> [Objective]:
Extract each line from the records below that contains the word "bush", and copy those lines in the order they appear.

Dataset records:
★ ★ ★ ★ ★
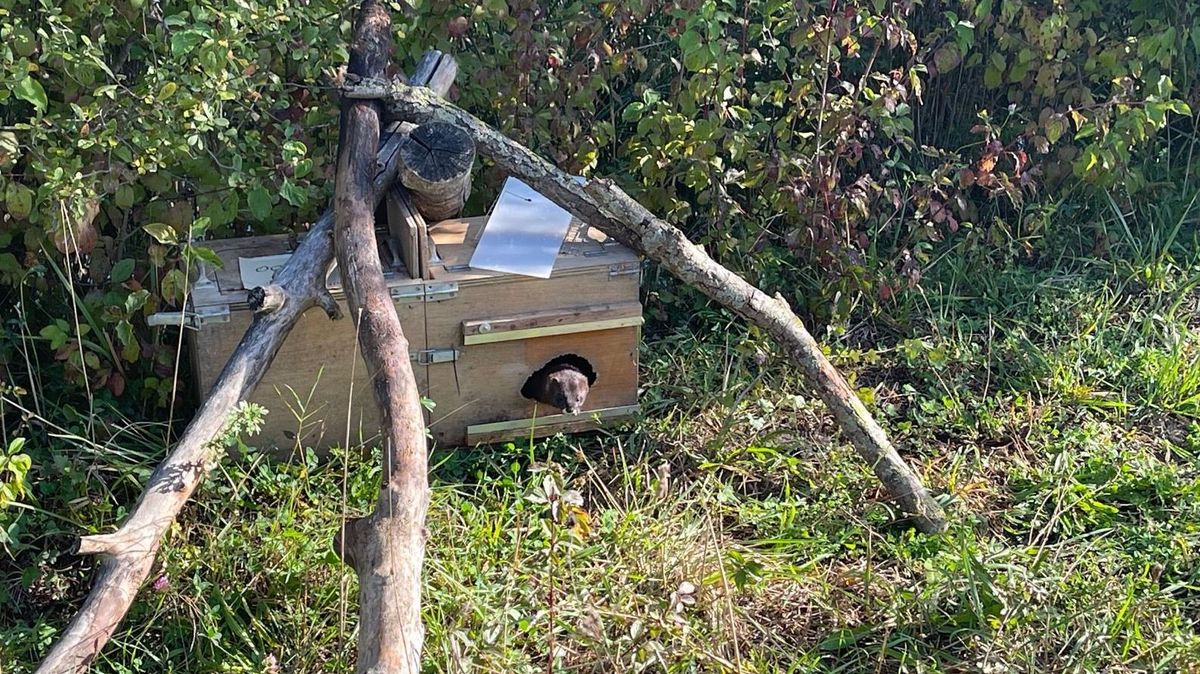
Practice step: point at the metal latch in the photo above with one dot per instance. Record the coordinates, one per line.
(433, 356)
(192, 320)
(425, 292)
(624, 269)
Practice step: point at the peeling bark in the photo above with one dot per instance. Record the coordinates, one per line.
(127, 554)
(385, 548)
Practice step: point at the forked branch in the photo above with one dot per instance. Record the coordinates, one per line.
(606, 206)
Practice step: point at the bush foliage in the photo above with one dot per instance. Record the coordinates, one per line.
(823, 149)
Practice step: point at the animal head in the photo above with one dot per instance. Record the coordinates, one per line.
(563, 383)
(568, 389)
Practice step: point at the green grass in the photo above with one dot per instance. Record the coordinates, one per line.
(731, 529)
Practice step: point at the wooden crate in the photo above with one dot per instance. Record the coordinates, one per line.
(474, 337)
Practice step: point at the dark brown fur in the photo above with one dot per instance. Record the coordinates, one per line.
(562, 383)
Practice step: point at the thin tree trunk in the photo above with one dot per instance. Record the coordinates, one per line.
(127, 554)
(606, 206)
(385, 548)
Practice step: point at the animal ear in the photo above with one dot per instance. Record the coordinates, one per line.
(576, 361)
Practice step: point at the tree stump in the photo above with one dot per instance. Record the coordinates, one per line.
(436, 166)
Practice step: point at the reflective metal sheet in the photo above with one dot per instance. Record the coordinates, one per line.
(523, 234)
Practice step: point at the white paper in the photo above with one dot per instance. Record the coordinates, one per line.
(261, 271)
(523, 234)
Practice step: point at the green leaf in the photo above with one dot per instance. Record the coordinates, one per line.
(294, 150)
(131, 348)
(55, 334)
(125, 197)
(29, 89)
(185, 41)
(207, 256)
(162, 233)
(10, 149)
(295, 194)
(1055, 127)
(18, 199)
(173, 284)
(689, 41)
(633, 112)
(259, 202)
(304, 167)
(136, 300)
(993, 77)
(198, 228)
(125, 332)
(123, 270)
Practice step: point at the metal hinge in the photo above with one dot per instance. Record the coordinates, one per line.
(192, 320)
(624, 269)
(433, 356)
(425, 293)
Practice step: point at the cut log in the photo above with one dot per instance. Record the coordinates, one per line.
(385, 548)
(604, 205)
(127, 554)
(436, 166)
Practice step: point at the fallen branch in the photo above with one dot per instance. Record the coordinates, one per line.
(606, 206)
(127, 554)
(385, 548)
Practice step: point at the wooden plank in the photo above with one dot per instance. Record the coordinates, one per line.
(407, 227)
(484, 385)
(456, 241)
(544, 426)
(552, 322)
(315, 391)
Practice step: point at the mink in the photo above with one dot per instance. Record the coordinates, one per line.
(562, 383)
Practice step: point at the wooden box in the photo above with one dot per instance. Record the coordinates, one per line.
(474, 337)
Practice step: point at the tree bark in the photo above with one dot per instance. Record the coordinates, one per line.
(606, 206)
(127, 554)
(385, 548)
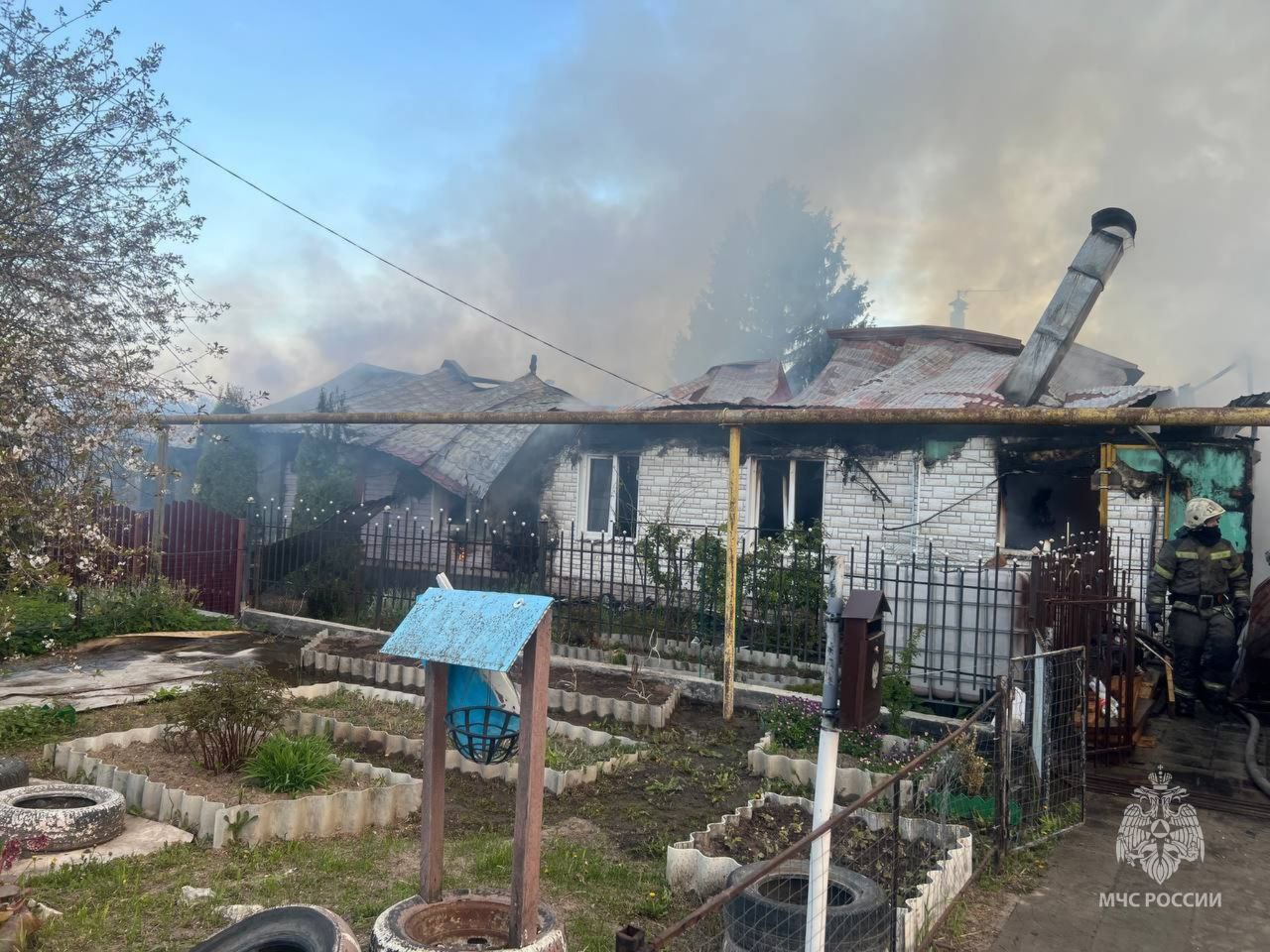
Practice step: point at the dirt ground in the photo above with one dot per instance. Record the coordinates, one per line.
(181, 770)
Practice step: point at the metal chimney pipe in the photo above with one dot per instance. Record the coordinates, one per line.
(1071, 304)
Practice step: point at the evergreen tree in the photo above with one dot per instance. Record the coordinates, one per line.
(226, 471)
(780, 281)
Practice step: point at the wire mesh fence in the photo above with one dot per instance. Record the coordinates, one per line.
(892, 864)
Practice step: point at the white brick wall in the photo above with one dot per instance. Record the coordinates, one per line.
(680, 484)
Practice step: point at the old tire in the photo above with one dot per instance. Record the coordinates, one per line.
(414, 925)
(285, 929)
(13, 772)
(771, 912)
(70, 815)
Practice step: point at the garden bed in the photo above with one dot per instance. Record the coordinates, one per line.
(935, 860)
(575, 756)
(379, 796)
(592, 693)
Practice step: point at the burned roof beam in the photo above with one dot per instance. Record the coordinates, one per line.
(1193, 416)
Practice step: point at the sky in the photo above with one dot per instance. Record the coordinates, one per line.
(571, 167)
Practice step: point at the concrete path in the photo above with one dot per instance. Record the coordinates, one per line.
(1066, 912)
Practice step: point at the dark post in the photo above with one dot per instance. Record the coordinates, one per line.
(543, 553)
(1001, 806)
(379, 575)
(630, 938)
(432, 806)
(527, 835)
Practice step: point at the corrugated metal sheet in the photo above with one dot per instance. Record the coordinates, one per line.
(484, 630)
(743, 384)
(933, 367)
(463, 460)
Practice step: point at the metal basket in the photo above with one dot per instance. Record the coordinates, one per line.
(488, 735)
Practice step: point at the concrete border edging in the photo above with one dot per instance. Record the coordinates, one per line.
(688, 867)
(316, 815)
(851, 780)
(388, 673)
(398, 746)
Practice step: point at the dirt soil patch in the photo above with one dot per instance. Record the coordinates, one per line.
(393, 716)
(874, 853)
(181, 770)
(643, 689)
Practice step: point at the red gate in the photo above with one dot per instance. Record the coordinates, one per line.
(202, 548)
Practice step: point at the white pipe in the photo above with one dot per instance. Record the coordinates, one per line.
(826, 775)
(818, 866)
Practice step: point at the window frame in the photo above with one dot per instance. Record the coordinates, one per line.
(613, 492)
(789, 502)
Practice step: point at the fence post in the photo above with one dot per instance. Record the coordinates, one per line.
(1001, 807)
(157, 509)
(379, 575)
(543, 555)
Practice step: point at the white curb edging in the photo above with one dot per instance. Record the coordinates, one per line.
(388, 673)
(317, 815)
(398, 746)
(688, 869)
(851, 780)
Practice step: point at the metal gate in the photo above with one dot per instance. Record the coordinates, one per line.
(1078, 602)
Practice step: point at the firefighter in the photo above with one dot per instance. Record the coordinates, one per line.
(1206, 585)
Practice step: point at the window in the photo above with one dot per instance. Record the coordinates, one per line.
(610, 494)
(785, 493)
(1049, 502)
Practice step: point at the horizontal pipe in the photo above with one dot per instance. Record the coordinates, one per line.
(885, 416)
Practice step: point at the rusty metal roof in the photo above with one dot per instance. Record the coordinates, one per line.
(742, 384)
(463, 460)
(484, 630)
(952, 367)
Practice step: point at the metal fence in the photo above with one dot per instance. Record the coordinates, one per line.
(1007, 775)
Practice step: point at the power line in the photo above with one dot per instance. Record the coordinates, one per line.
(411, 275)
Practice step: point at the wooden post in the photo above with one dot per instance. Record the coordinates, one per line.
(432, 807)
(160, 499)
(527, 835)
(729, 602)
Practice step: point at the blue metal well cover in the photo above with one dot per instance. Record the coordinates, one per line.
(484, 630)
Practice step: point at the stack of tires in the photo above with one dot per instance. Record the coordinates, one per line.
(770, 915)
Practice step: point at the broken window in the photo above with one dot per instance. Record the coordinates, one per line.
(1049, 500)
(610, 498)
(785, 493)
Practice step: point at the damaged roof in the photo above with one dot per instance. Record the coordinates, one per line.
(952, 367)
(463, 460)
(742, 384)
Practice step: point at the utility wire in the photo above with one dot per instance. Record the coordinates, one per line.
(411, 275)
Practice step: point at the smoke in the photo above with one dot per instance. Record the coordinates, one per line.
(959, 146)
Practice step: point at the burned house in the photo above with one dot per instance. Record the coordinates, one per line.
(964, 497)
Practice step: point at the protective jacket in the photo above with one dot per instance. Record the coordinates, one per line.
(1198, 578)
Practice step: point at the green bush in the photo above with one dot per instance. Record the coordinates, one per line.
(28, 724)
(226, 716)
(293, 766)
(45, 620)
(794, 722)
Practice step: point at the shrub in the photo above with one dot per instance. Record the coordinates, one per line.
(285, 765)
(897, 687)
(794, 722)
(226, 716)
(28, 724)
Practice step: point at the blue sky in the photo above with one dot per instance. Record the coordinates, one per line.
(572, 167)
(343, 112)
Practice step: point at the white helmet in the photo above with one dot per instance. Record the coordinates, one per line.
(1199, 511)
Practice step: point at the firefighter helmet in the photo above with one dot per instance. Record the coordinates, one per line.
(1199, 511)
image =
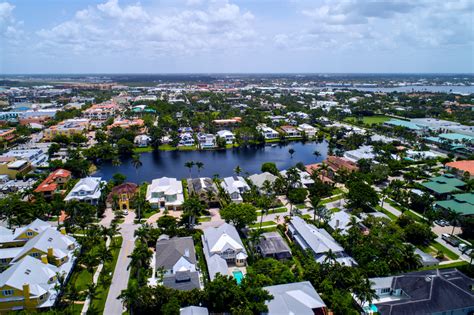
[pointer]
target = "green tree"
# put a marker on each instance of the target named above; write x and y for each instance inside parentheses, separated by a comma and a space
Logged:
(239, 215)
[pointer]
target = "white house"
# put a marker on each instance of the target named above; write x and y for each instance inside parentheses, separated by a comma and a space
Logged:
(309, 130)
(227, 135)
(166, 193)
(268, 132)
(223, 246)
(87, 189)
(235, 186)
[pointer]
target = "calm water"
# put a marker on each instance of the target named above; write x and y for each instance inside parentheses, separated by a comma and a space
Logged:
(171, 163)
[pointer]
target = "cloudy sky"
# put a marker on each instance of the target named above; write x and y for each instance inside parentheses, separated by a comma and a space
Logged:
(170, 36)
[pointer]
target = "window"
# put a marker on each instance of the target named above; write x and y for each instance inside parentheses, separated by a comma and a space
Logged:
(7, 292)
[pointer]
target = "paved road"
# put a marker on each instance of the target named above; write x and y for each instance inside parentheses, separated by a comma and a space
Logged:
(113, 305)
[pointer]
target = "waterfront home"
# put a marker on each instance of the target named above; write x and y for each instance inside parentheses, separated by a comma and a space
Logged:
(206, 140)
(290, 131)
(272, 245)
(142, 141)
(318, 241)
(235, 186)
(87, 190)
(186, 139)
(54, 184)
(268, 132)
(205, 189)
(295, 298)
(227, 135)
(443, 291)
(305, 178)
(67, 128)
(461, 168)
(176, 258)
(13, 167)
(363, 152)
(122, 195)
(222, 247)
(34, 257)
(165, 193)
(309, 130)
(259, 179)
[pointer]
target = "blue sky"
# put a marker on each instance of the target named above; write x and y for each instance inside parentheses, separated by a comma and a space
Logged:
(184, 36)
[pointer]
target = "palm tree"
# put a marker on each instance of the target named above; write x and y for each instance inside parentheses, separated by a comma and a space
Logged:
(189, 165)
(291, 151)
(199, 165)
(237, 170)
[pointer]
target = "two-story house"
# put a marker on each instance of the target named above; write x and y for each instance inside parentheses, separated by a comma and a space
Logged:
(87, 190)
(165, 193)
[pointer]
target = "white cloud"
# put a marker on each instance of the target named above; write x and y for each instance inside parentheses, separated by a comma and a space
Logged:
(111, 27)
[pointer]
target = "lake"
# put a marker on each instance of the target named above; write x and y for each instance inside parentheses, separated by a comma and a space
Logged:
(222, 162)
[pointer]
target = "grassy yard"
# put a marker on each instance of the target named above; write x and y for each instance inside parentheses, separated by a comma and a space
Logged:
(369, 120)
(98, 303)
(435, 247)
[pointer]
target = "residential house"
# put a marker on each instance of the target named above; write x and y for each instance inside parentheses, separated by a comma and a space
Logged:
(205, 189)
(206, 140)
(227, 135)
(439, 291)
(142, 141)
(444, 185)
(460, 168)
(13, 167)
(290, 131)
(222, 246)
(235, 186)
(66, 128)
(165, 193)
(87, 190)
(295, 298)
(122, 195)
(54, 184)
(305, 178)
(318, 241)
(259, 179)
(309, 130)
(460, 203)
(268, 132)
(176, 258)
(272, 245)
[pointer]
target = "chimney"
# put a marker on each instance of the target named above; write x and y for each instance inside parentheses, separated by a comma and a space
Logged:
(26, 292)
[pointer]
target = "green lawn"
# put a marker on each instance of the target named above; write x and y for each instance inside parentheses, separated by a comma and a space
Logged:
(369, 120)
(386, 212)
(98, 303)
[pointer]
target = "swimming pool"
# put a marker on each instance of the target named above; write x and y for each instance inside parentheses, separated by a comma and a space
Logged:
(238, 276)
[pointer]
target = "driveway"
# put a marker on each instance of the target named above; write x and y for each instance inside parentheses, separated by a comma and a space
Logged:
(113, 305)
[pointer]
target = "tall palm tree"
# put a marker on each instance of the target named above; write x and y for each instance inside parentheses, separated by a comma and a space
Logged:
(189, 165)
(199, 165)
(291, 151)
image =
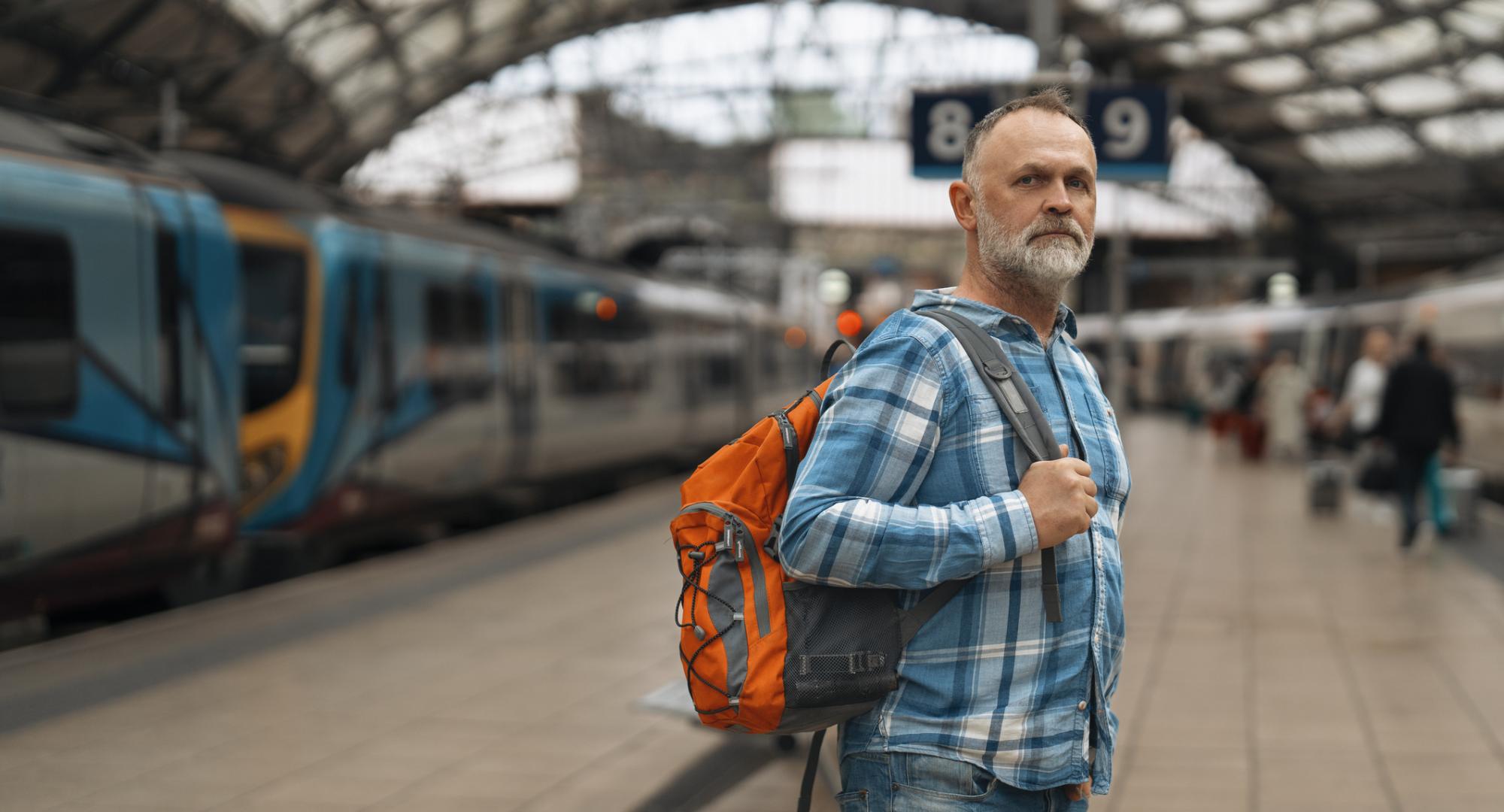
★ ★ ★ ★ ★
> [Expected answer]:
Practice step: point at the bush foliage in the photo above with one dot per instance. Record the coordinates, one per line.
Practice step: point at the green bush in the photo above with one dot per instance. Record the coordinates, one per line.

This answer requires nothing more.